- REQUIRED ACTION -
What is the number of lines in these entries that include "plaid"? Write that number and no other text.

Natural-language object grounding data
===============
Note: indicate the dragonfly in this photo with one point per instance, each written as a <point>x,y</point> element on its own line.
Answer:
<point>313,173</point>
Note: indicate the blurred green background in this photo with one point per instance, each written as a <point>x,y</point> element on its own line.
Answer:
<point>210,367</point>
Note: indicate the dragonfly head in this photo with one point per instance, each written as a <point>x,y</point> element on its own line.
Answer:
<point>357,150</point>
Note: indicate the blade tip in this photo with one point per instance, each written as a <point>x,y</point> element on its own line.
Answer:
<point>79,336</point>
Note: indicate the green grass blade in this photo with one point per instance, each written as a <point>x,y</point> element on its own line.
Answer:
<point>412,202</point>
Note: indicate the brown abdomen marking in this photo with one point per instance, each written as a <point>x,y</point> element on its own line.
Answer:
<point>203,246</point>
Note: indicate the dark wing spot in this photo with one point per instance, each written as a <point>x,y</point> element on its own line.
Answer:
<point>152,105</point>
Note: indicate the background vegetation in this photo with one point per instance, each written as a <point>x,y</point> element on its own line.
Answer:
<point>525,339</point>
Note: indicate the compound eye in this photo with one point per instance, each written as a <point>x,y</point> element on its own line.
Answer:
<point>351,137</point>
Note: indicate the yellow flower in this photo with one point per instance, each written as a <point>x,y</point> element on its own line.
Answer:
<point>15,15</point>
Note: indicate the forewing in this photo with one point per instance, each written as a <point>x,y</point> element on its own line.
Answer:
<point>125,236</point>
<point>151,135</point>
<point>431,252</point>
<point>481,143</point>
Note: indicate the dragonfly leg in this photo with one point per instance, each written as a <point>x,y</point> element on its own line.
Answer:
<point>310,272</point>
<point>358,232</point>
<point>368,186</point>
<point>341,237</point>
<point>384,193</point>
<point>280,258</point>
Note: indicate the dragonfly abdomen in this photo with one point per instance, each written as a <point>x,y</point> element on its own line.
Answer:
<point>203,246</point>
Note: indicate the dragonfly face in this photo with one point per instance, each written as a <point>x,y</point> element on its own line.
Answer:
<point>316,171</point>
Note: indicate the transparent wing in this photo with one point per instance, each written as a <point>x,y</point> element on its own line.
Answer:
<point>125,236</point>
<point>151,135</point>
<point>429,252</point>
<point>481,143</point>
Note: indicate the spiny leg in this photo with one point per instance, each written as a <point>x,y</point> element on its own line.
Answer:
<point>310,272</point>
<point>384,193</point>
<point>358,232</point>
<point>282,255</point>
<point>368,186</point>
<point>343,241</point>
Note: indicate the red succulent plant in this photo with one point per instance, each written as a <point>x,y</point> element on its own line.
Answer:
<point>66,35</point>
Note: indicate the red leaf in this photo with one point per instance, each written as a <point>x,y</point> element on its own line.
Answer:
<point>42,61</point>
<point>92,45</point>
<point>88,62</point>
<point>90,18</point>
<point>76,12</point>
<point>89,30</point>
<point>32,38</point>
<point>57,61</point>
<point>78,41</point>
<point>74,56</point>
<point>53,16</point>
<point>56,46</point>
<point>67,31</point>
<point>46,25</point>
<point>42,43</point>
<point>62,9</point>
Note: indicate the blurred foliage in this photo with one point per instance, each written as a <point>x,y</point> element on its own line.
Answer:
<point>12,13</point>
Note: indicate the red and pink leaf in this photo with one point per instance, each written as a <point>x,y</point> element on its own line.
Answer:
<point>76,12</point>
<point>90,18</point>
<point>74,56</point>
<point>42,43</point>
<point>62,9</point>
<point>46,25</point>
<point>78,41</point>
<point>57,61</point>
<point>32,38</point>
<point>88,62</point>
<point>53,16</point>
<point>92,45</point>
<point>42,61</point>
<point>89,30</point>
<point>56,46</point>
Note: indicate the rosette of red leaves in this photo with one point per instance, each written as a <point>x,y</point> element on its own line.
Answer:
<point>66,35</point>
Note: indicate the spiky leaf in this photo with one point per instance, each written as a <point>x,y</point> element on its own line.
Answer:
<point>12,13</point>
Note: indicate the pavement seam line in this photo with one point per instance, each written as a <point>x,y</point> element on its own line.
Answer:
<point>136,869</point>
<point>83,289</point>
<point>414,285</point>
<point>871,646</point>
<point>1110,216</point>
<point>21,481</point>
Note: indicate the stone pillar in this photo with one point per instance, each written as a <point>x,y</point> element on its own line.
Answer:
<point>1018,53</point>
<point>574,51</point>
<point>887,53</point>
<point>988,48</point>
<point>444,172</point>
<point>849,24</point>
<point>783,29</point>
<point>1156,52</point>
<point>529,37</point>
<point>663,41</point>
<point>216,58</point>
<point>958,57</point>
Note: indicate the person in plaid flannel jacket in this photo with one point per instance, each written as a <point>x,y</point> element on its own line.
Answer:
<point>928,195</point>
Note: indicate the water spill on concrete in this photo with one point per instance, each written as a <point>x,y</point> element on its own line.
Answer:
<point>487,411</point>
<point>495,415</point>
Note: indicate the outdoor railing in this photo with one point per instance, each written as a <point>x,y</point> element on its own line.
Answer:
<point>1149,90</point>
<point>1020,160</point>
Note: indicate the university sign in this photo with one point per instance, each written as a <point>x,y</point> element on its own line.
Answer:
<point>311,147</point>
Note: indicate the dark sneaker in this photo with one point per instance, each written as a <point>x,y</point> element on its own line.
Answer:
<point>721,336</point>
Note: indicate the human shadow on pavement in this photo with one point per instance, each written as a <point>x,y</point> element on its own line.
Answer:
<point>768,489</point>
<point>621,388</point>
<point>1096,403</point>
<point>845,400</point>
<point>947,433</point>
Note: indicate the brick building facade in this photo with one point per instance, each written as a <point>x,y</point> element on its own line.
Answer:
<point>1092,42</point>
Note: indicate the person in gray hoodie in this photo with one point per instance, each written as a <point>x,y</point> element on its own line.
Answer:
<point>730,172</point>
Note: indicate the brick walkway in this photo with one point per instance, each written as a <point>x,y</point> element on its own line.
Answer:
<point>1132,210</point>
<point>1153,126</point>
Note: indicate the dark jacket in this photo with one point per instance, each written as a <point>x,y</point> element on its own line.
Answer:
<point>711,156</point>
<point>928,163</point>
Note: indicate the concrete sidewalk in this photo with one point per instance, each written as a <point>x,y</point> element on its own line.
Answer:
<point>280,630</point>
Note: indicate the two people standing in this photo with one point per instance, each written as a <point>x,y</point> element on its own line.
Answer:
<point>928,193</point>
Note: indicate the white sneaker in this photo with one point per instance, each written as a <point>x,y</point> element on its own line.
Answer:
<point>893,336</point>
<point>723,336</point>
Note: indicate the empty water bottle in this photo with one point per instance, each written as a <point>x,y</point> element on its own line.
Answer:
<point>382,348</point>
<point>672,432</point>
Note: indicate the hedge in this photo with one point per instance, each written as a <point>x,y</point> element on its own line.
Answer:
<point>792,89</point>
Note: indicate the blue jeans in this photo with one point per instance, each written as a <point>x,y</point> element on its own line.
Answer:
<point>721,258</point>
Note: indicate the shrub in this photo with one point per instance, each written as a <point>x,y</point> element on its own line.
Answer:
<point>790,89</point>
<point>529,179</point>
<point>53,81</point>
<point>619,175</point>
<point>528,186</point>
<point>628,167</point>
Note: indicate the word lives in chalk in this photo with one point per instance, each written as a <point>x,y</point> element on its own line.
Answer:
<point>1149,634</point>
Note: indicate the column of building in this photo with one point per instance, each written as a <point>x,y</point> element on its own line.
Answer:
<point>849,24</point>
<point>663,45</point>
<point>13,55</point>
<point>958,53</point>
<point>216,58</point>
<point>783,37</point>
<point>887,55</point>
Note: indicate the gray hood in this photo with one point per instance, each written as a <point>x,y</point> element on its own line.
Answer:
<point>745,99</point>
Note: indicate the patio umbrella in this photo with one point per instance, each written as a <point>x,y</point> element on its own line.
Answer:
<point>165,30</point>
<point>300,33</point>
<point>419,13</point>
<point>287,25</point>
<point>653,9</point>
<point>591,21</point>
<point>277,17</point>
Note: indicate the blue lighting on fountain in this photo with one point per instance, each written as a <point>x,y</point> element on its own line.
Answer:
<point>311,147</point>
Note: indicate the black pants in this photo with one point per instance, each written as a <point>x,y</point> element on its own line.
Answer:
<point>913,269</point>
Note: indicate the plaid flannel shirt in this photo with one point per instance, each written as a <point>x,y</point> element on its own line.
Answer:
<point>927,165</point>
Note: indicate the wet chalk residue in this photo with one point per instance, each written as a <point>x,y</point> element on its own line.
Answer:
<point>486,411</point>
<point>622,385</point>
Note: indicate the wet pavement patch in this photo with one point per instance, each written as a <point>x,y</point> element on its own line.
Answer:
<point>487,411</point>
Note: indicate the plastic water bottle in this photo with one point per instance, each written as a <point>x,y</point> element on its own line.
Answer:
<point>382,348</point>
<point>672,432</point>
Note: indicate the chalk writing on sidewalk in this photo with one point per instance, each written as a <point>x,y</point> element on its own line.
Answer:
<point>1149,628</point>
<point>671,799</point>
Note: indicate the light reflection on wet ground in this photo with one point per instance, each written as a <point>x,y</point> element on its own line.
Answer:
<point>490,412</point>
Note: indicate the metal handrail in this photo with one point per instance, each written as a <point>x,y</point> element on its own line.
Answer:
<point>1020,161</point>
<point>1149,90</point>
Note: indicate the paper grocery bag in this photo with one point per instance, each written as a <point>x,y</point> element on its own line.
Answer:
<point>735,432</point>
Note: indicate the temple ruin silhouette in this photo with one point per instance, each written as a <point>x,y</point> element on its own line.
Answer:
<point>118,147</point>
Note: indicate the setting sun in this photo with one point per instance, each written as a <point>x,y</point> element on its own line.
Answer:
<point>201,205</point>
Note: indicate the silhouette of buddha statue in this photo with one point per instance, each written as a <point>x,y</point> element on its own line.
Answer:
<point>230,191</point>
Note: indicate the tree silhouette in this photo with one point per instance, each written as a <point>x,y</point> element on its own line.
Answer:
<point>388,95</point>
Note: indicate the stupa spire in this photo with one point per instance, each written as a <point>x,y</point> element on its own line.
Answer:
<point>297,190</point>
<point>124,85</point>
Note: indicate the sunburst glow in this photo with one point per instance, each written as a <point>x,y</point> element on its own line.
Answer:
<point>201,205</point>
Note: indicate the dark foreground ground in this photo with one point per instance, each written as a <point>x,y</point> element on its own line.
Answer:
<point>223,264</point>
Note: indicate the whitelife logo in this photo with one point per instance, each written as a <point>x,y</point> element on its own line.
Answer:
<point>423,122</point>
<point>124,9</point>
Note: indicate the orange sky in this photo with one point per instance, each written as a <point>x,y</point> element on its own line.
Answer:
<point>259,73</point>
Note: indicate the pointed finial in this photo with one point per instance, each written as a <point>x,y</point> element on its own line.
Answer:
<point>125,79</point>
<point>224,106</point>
===============
- ANSWER SECTION -
2